#### [PASSAGE GIVEN]

==========

Hallway of Hotel Schlicker (“Zum Goldenen Löwen”)
Next morning we went down to the breakfast, were greeted there by a couple of cute lions wearing masks (here I should mention that the hotel was called “Zum Goldenen Loewen”, meaning “At a golden lion”), had breakfast, took a walk around the vicinity, and then my phone ringed, announcing that Steffan has arrived with our bikes.





Steffan turned out to be super nice, he transferred my saddle to the bike, made all the necessary explanations and adjustments, and we parted ways.

We then checked out and headed to the train station. We were quickly confirmed in our opinion, that there is no love lost between us and the German train system. The train station seemed like the least pleasant place we’ve seen so far (and kept its title throughout this trip), and besides, we got left on the platform in a rather embarrassing way: we actually managed to get on the train at the last moment, but in that particular car there was no place to store our two bikes, so we got off the train and started running along it, hoping to get to the next bicycle car in time – at which the train locked itself up and left the station.

No biggy. It’s not as if we had anywhere to be any time soon. We had a snack at the station, looking at all the other cyclists with their cycles, then got on on the next train. There were just two other bicycles in our car, we did just fine.

==========

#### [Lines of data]
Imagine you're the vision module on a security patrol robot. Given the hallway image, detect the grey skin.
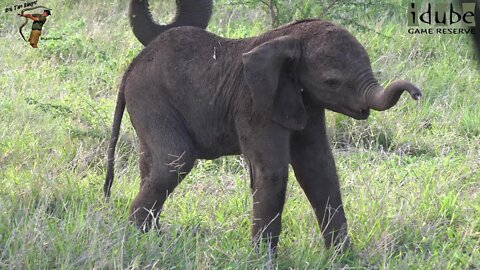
[129,0,212,46]
[104,1,421,252]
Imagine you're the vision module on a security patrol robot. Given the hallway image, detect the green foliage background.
[0,0,480,269]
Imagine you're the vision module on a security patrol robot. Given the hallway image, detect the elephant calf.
[104,0,421,252]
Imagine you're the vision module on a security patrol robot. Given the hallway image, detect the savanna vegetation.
[0,0,480,269]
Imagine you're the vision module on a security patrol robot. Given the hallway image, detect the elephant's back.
[125,27,248,158]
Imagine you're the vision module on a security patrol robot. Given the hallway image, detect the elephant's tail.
[103,83,125,199]
[129,0,212,46]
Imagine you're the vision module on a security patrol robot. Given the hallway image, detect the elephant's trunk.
[366,80,422,111]
[129,0,212,46]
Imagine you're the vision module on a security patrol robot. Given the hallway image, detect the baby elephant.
[104,0,421,252]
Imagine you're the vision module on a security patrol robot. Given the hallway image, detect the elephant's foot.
[324,224,351,253]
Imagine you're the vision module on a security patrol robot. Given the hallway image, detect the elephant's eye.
[325,79,340,88]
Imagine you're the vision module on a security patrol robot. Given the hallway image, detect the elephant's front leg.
[242,124,289,251]
[252,159,288,249]
[291,110,349,247]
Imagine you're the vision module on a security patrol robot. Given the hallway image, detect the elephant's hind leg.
[130,113,195,231]
[138,141,152,186]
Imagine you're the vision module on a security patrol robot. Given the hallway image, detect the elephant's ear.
[243,36,307,130]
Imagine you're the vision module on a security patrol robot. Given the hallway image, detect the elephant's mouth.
[332,107,370,120]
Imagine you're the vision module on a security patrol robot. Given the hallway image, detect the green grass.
[0,0,480,269]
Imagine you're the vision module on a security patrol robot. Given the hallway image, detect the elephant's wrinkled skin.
[105,0,421,251]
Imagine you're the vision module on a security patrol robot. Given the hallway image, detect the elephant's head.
[243,21,422,129]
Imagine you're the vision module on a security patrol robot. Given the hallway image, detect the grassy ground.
[0,0,480,269]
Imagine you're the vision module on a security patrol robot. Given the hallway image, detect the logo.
[4,1,57,48]
[407,2,474,34]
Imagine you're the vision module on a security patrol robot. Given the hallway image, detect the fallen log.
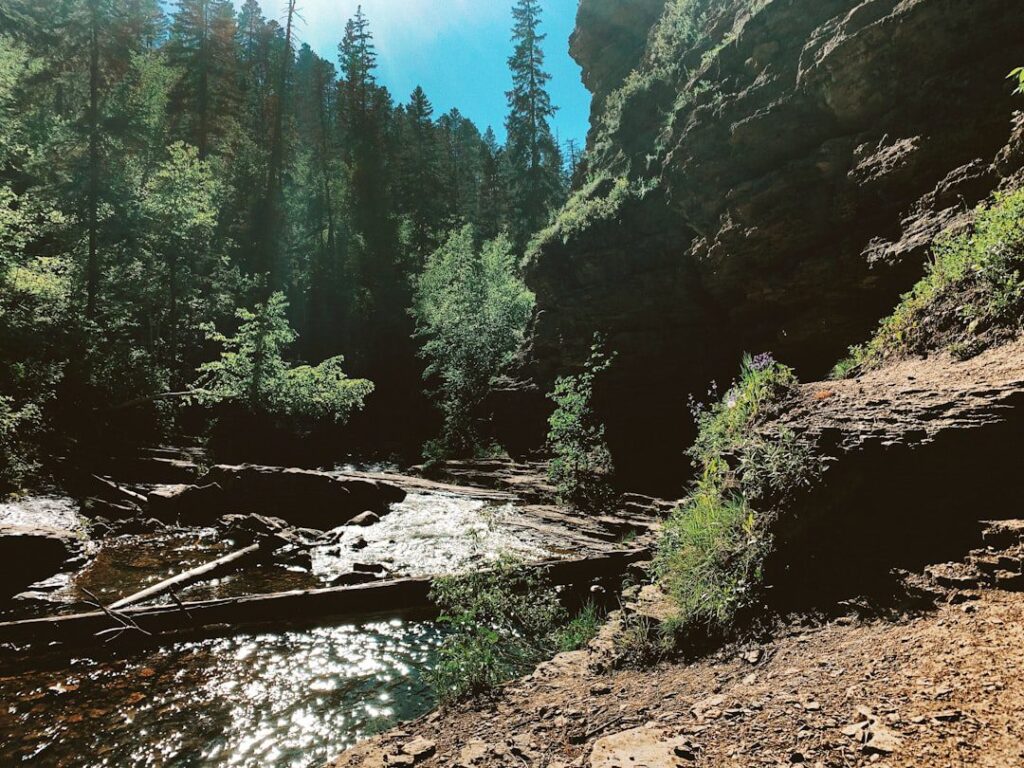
[0,549,650,645]
[90,474,146,505]
[106,543,263,610]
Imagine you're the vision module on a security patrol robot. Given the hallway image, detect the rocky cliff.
[527,0,1024,487]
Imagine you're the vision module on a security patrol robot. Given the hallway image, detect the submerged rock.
[201,464,406,529]
[0,523,78,597]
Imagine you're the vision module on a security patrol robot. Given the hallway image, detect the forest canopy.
[0,0,569,483]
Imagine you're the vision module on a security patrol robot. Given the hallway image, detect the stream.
[0,494,547,768]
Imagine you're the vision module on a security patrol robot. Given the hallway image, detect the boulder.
[589,727,679,768]
[0,524,77,598]
[200,464,406,530]
[146,482,228,525]
[346,511,381,528]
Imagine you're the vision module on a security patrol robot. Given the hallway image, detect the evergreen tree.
[437,109,484,231]
[505,0,564,250]
[476,127,507,240]
[397,86,444,263]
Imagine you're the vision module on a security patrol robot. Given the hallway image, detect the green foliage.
[548,337,616,512]
[1007,67,1024,93]
[0,0,561,475]
[505,0,565,252]
[689,355,797,465]
[833,190,1024,378]
[430,558,568,702]
[537,176,639,244]
[196,293,374,424]
[0,395,42,499]
[656,355,814,632]
[413,226,534,455]
[554,601,604,653]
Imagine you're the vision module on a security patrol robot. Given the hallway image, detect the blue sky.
[239,0,590,143]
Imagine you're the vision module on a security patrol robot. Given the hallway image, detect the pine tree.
[505,0,564,250]
[437,109,484,230]
[338,5,377,143]
[397,86,444,257]
[167,0,238,158]
[476,127,507,241]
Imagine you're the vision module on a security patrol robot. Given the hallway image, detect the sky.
[237,0,590,144]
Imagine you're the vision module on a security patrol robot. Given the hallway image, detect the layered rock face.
[527,0,1024,489]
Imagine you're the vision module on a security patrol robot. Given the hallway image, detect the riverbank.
[329,590,1024,768]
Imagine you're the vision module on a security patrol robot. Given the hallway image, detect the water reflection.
[0,621,440,768]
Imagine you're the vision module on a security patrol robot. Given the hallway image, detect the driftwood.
[106,543,262,610]
[0,550,649,644]
[90,475,147,505]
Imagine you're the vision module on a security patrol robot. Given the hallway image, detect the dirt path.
[325,590,1024,768]
[772,339,1024,449]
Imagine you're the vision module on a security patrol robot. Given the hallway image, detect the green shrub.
[655,355,814,633]
[548,338,616,512]
[833,190,1024,378]
[0,395,42,499]
[554,601,604,653]
[412,226,534,458]
[430,557,600,702]
[194,293,374,424]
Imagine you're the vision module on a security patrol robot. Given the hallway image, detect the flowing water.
[0,494,546,768]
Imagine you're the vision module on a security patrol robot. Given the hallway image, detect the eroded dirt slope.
[334,591,1024,768]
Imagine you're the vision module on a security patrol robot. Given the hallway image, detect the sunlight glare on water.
[0,621,440,768]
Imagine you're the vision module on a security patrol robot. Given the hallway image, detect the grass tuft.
[833,189,1024,379]
[655,355,814,635]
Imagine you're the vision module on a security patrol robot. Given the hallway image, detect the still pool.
[0,620,440,768]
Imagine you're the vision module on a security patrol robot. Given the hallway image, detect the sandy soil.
[334,590,1024,768]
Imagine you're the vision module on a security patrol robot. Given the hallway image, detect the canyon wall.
[511,0,1024,489]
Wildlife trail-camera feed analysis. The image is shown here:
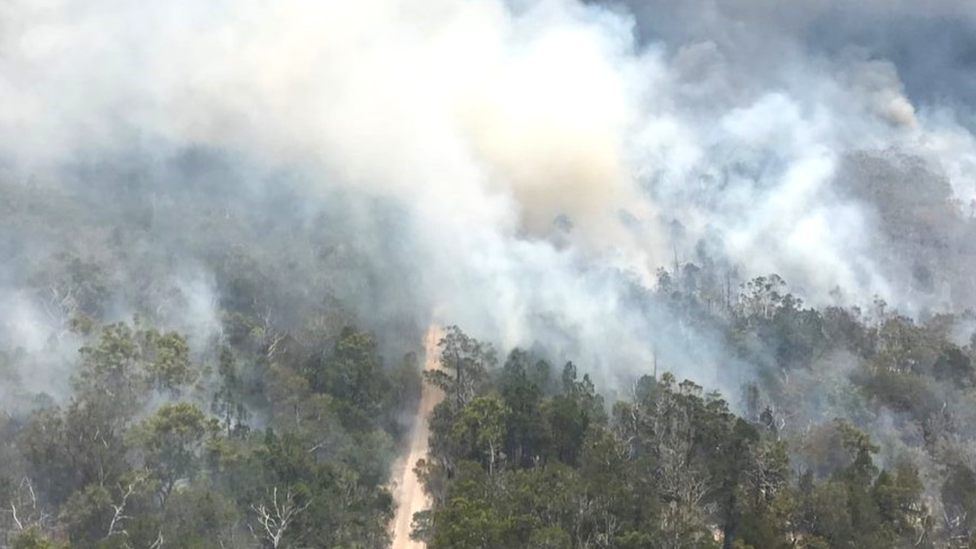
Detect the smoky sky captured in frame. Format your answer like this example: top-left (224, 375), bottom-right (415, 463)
top-left (0, 0), bottom-right (976, 402)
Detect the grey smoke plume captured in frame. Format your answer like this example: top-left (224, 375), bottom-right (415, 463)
top-left (0, 0), bottom-right (976, 394)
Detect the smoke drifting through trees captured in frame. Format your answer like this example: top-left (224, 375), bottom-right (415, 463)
top-left (0, 0), bottom-right (976, 546)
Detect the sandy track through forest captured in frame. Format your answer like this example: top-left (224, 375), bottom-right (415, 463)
top-left (392, 326), bottom-right (444, 549)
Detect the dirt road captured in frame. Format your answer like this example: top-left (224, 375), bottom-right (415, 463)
top-left (392, 326), bottom-right (444, 549)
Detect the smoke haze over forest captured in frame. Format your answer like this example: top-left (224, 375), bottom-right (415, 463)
top-left (0, 0), bottom-right (976, 549)
top-left (0, 0), bottom-right (976, 396)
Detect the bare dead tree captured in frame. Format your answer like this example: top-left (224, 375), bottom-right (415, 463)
top-left (248, 486), bottom-right (311, 549)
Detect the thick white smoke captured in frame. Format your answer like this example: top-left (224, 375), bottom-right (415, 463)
top-left (0, 0), bottom-right (976, 392)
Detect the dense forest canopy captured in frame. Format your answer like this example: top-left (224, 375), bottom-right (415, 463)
top-left (0, 0), bottom-right (976, 549)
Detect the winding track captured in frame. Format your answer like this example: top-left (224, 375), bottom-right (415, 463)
top-left (391, 326), bottom-right (444, 549)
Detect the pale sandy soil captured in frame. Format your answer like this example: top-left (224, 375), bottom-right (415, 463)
top-left (392, 326), bottom-right (444, 549)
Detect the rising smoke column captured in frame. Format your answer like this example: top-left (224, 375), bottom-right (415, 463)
top-left (0, 0), bottom-right (976, 389)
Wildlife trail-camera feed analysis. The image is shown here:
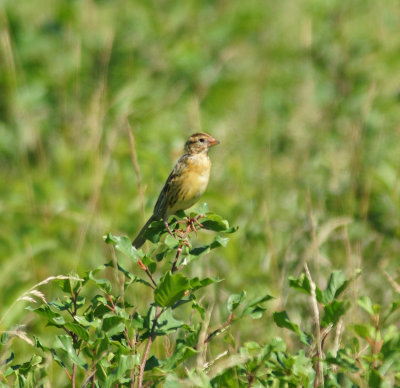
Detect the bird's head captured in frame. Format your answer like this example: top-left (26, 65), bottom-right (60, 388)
top-left (185, 132), bottom-right (219, 155)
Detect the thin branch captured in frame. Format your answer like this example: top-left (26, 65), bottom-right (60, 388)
top-left (138, 306), bottom-right (165, 388)
top-left (304, 263), bottom-right (324, 388)
top-left (138, 259), bottom-right (157, 288)
top-left (72, 363), bottom-right (76, 388)
top-left (126, 119), bottom-right (145, 222)
top-left (171, 245), bottom-right (183, 273)
top-left (204, 314), bottom-right (233, 344)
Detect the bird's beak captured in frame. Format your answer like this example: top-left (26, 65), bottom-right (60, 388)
top-left (208, 137), bottom-right (219, 147)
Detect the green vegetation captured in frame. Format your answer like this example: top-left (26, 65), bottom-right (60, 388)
top-left (0, 0), bottom-right (400, 387)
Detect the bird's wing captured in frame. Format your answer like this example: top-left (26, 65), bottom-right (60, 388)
top-left (153, 154), bottom-right (189, 218)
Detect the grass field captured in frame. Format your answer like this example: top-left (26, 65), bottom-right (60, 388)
top-left (0, 0), bottom-right (400, 386)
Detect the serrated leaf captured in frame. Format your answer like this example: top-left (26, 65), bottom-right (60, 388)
top-left (55, 335), bottom-right (88, 370)
top-left (104, 233), bottom-right (141, 263)
top-left (26, 305), bottom-right (65, 326)
top-left (357, 296), bottom-right (375, 315)
top-left (154, 271), bottom-right (190, 307)
top-left (143, 221), bottom-right (169, 243)
top-left (64, 322), bottom-right (89, 341)
top-left (226, 290), bottom-right (247, 313)
top-left (102, 316), bottom-right (125, 337)
top-left (241, 294), bottom-right (274, 319)
top-left (89, 271), bottom-right (112, 294)
top-left (273, 311), bottom-right (310, 345)
top-left (321, 300), bottom-right (349, 327)
top-left (144, 305), bottom-right (184, 336)
top-left (352, 325), bottom-right (373, 339)
top-left (189, 277), bottom-right (221, 291)
top-left (160, 341), bottom-right (197, 371)
top-left (319, 271), bottom-right (348, 304)
top-left (289, 273), bottom-right (311, 295)
top-left (201, 213), bottom-right (229, 232)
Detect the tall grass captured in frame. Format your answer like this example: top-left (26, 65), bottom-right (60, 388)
top-left (0, 0), bottom-right (400, 372)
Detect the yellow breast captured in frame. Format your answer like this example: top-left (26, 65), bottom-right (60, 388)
top-left (168, 154), bottom-right (211, 214)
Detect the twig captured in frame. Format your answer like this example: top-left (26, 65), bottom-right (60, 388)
top-left (171, 245), bottom-right (183, 273)
top-left (138, 259), bottom-right (157, 288)
top-left (304, 263), bottom-right (324, 388)
top-left (138, 306), bottom-right (165, 388)
top-left (126, 119), bottom-right (145, 221)
top-left (72, 363), bottom-right (76, 388)
top-left (383, 270), bottom-right (400, 294)
top-left (204, 314), bottom-right (233, 344)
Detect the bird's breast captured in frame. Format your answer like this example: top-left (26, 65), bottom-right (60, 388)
top-left (186, 155), bottom-right (211, 198)
top-left (168, 155), bottom-right (211, 214)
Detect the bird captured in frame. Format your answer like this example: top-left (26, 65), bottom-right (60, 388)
top-left (132, 132), bottom-right (220, 249)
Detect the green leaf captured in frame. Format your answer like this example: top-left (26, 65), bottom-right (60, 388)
top-left (102, 315), bottom-right (125, 337)
top-left (143, 221), bottom-right (170, 243)
top-left (64, 322), bottom-right (89, 341)
top-left (289, 273), bottom-right (311, 295)
top-left (26, 304), bottom-right (66, 326)
top-left (189, 277), bottom-right (221, 291)
top-left (318, 271), bottom-right (348, 304)
top-left (241, 294), bottom-right (274, 319)
top-left (190, 202), bottom-right (210, 217)
top-left (161, 341), bottom-right (197, 371)
top-left (154, 271), bottom-right (190, 307)
top-left (368, 368), bottom-right (382, 388)
top-left (273, 311), bottom-right (311, 345)
top-left (357, 296), bottom-right (375, 315)
top-left (226, 290), bottom-right (246, 313)
top-left (89, 270), bottom-right (112, 294)
top-left (144, 306), bottom-right (184, 336)
top-left (200, 213), bottom-right (237, 233)
top-left (321, 300), bottom-right (349, 327)
top-left (104, 233), bottom-right (141, 263)
top-left (352, 324), bottom-right (373, 339)
top-left (55, 335), bottom-right (88, 370)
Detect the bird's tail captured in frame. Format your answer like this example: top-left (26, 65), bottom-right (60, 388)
top-left (132, 214), bottom-right (157, 249)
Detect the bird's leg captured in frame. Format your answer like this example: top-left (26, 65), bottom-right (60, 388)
top-left (186, 214), bottom-right (204, 232)
top-left (163, 220), bottom-right (175, 238)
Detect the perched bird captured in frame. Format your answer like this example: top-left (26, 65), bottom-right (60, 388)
top-left (132, 132), bottom-right (219, 248)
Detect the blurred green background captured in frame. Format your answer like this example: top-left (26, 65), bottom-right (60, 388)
top-left (0, 0), bottom-right (400, 354)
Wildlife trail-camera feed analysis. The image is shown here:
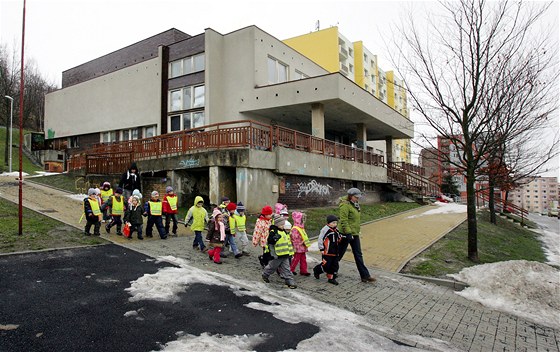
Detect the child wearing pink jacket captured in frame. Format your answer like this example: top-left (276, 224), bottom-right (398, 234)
top-left (290, 211), bottom-right (311, 276)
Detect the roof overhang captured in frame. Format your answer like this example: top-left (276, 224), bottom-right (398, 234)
top-left (240, 73), bottom-right (414, 141)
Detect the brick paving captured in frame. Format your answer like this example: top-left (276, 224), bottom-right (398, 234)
top-left (0, 178), bottom-right (560, 352)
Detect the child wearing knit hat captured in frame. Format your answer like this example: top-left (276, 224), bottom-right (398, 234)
top-left (144, 191), bottom-right (167, 240)
top-left (262, 214), bottom-right (297, 288)
top-left (206, 208), bottom-right (226, 264)
top-left (84, 188), bottom-right (102, 236)
top-left (252, 205), bottom-right (272, 268)
top-left (231, 202), bottom-right (249, 255)
top-left (162, 186), bottom-right (178, 237)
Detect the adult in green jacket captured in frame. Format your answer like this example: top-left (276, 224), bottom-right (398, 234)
top-left (185, 196), bottom-right (208, 252)
top-left (338, 188), bottom-right (375, 282)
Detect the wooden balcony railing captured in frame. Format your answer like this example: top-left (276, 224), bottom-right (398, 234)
top-left (68, 120), bottom-right (384, 174)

==========

#### [GOAL OF THE EXERCISE]
Copy out the trip account between "Hallway of Hotel" and "with our bikes.", inclusive, changing "lions" to "tigers". Work only from the trip account.

#### [RESPONSE FOR THIS EXERCISE]
Hallway of Hotel Schlicker (“Zum Goldenen Löwen”)
Next morning we went down to the breakfast, were greeted there by a couple of cute tigers wearing masks (here I should mention that the hotel was called “Zum Goldenen Loewen”, meaning “At a golden lion”), had breakfast, took a walk around the vicinity, and then my phone ringed, announcing that Steffan has arrived with our bikes.